▶ _Request 1_
Could you give the records again from their first line through the line with "[[536, 0, 562, 34]]", with "coordinates" replaced by "bounding boxes" and everything else unchanged?

_ _ _

In Defense of "Champ".

While searching the on-line catalog for the upcoming Cowan's American History Auction, which occurs on June 24, 2009, Major Cantey was dismayed when he stumbled upon yet another attack upon our Southern heritage.

Nestled among the scores of items for sale are eight or nine items (lots) that are either images of Samuel "Champ" Ferguson or relics associated with his brutal execution. Mr. Cowan's description of each of these lots began with the phrase "CONFEDERATE TERRORIST Champ Ferguson." Below is an image of Champ Ferguson.

On June 3, 2009, immediately upon viewing this aspersion, Captain Cantey immediately notified his fellow website officers, along with our great friends Nancy Hitt and Scott Morris. Together, we decided that we would all write messages registering our dissatisfaction with the inflammatory and demeaning wording used in these auction listings. We forwarded our objections directly to Mr. Cowan and then encouraged all of our fellow members to do the same. Donald Gilmore, one of our members, recently remarked that the U.S. military definition of "Terrorist" implies that violence was committed by someone to effect a political response. So, by this well-established definition, in no way do the actions or alleged actions ascribed to Ferguson by Cowan's auction conform to any reasonable definition of terrorism. The definition of terrorism is not one that you can apply to people you don't like. That is using it for a propaganda purpose.

To his credit, Mr. Cowan answered most of the responses to his inappropriate wording directly. Moreover, he entered into a candid and frank discussion with Major Rick Mack, whom he has known for years. After they engaged in numerous discussions via the telephone and e-mail, on 02/11/09 we were all happy to receive the following message from Captain Mack:

"Brothers and Sisters: Please pass this on to the others who need to read this. Our e-mails did eventuate in a small change in Wes Cowan. It opened discussion into General Sherman and others [often associated with terrorism]. Notice in his blog that he only mentions Sherman, and not General Custer, who had his men kill old Indian men, women, children, and toddlers, their legs and their heads smashed on rocks like using them for the head of a hammer! Now that was real terror! In my reply to Wes I will mention the above facts about General Custer. He has sold many Custer related items and not in one instance has he described Custer as a "terrorist." I will not give up, or give in on this chat with Wes."

The end result is this: by simply refusing to sit back and do nothing while the honor and reputation of another Confederate hero was destroyed, we were able to affect another change, albeit a small one. We should be proud of another victory in the never-ending battle against the demonizing or our beloved South. We must realize that all these small victories against propaganda attacks against the South and its people add up. We are making a big difference, despite the fact these changes happen much slower than we might like.

Moreover, this is a great example of teamwork. Major Emory uncovered the abuse, and our officers and selected friends worked together to coordinated our responses. Next, Rick kept up the pressure by refusing to let the matter die. On behalf of the membership, I want to thank everyone who responded to Mr. Cowan, but especially Major Rick Mack and Major Emory Cantey.

There is no doubt that in this example the coordinated, repetitive public response was just what the doctor ordered. On the other hand, just like when David slew Goliath, there are times one individual can overcome obstacles others have found impossible to defeat. In my mind, there is no better example than our own Lt. Nancy Hitt.

_ _ _

▶ _Request 2_
Which people does the text about Champ Ferguson refer to by a military rank?

_ _ _

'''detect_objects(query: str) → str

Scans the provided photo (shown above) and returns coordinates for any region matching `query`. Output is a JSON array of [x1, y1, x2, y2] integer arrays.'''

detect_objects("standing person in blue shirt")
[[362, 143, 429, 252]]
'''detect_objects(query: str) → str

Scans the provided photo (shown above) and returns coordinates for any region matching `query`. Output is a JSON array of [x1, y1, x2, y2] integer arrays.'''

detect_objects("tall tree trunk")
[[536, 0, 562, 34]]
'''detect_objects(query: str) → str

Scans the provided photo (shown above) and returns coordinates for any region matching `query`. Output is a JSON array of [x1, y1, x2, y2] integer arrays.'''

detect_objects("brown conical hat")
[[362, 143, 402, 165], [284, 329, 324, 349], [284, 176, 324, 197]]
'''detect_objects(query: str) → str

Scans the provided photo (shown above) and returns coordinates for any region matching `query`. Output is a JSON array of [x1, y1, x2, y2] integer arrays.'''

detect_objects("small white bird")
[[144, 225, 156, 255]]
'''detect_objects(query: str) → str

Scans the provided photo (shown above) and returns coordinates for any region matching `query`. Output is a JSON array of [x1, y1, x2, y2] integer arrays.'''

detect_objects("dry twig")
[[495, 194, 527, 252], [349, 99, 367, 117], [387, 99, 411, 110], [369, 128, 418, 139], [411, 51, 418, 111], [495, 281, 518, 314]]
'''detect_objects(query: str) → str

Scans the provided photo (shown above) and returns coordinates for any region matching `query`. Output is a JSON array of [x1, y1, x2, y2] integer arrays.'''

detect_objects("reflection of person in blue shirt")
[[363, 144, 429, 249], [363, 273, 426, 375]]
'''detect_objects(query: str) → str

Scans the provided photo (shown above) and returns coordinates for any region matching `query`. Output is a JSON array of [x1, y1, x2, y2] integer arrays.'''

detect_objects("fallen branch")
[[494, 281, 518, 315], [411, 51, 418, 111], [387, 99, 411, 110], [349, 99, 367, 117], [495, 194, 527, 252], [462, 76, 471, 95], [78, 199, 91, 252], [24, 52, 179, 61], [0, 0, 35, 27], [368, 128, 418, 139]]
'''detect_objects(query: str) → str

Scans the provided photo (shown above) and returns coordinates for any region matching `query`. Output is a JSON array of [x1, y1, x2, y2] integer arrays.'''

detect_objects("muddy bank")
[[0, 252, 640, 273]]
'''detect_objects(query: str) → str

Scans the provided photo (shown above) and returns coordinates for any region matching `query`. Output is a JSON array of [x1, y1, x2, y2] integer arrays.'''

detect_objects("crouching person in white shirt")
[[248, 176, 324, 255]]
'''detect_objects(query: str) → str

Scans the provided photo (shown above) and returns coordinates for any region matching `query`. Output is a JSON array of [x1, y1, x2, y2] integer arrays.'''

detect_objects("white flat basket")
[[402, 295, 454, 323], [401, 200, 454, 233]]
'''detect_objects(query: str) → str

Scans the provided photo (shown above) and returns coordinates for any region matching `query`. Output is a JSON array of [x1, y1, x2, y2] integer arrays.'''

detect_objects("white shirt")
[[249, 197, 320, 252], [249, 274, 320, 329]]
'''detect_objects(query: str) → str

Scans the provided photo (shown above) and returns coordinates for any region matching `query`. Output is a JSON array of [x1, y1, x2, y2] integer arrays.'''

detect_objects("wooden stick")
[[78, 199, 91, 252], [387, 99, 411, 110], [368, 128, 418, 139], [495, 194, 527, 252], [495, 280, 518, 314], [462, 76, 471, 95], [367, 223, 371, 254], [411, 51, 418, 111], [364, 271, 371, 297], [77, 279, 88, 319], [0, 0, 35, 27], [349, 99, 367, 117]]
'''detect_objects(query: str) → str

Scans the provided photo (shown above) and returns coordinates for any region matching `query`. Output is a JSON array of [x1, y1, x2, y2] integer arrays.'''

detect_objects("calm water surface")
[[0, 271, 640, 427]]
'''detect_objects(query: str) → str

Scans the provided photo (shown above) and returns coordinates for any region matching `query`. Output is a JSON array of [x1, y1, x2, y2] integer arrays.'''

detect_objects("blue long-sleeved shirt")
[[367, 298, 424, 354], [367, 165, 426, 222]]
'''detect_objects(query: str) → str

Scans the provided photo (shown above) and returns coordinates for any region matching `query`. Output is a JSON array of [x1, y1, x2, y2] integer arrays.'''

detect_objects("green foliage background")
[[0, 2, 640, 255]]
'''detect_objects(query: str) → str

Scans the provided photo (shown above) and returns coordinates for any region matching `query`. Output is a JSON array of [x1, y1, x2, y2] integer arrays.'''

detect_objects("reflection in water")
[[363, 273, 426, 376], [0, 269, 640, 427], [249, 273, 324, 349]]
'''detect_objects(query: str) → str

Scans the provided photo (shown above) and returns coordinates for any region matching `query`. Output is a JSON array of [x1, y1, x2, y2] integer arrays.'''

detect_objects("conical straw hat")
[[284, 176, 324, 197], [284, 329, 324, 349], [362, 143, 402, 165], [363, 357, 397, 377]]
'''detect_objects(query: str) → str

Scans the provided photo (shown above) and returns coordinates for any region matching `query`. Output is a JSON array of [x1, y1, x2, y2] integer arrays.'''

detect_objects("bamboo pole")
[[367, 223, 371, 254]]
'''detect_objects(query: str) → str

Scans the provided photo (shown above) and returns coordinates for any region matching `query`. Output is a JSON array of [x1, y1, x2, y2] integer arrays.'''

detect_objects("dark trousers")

_ _ _

▶ _Right answer 1_
'''detect_objects(query: str) → str

Scans the provided photo (shown above) and returns bounding boxes for any region matching `query`. Output is a JSON array of [x1, y1, x2, y2] integer arrays.'''

detect_objects("standing person in blue shirt")
[[362, 143, 429, 252]]
'''detect_objects(query: str) → str

Scans the provided photo (shown above) and returns bounding boxes for any region matching `query`. Output is a JSON array of [x1, y1, x2, y2] integer arrays.'''

detect_objects("tall tree trunk")
[[536, 0, 562, 34]]

▶ _Right answer 2_
- Emory Cantey (Major, also Captain)
- Rick Mack (Major, also Captain)
- Sherman (General)
- Custer (General)
- Nancy Hitt (Lt.)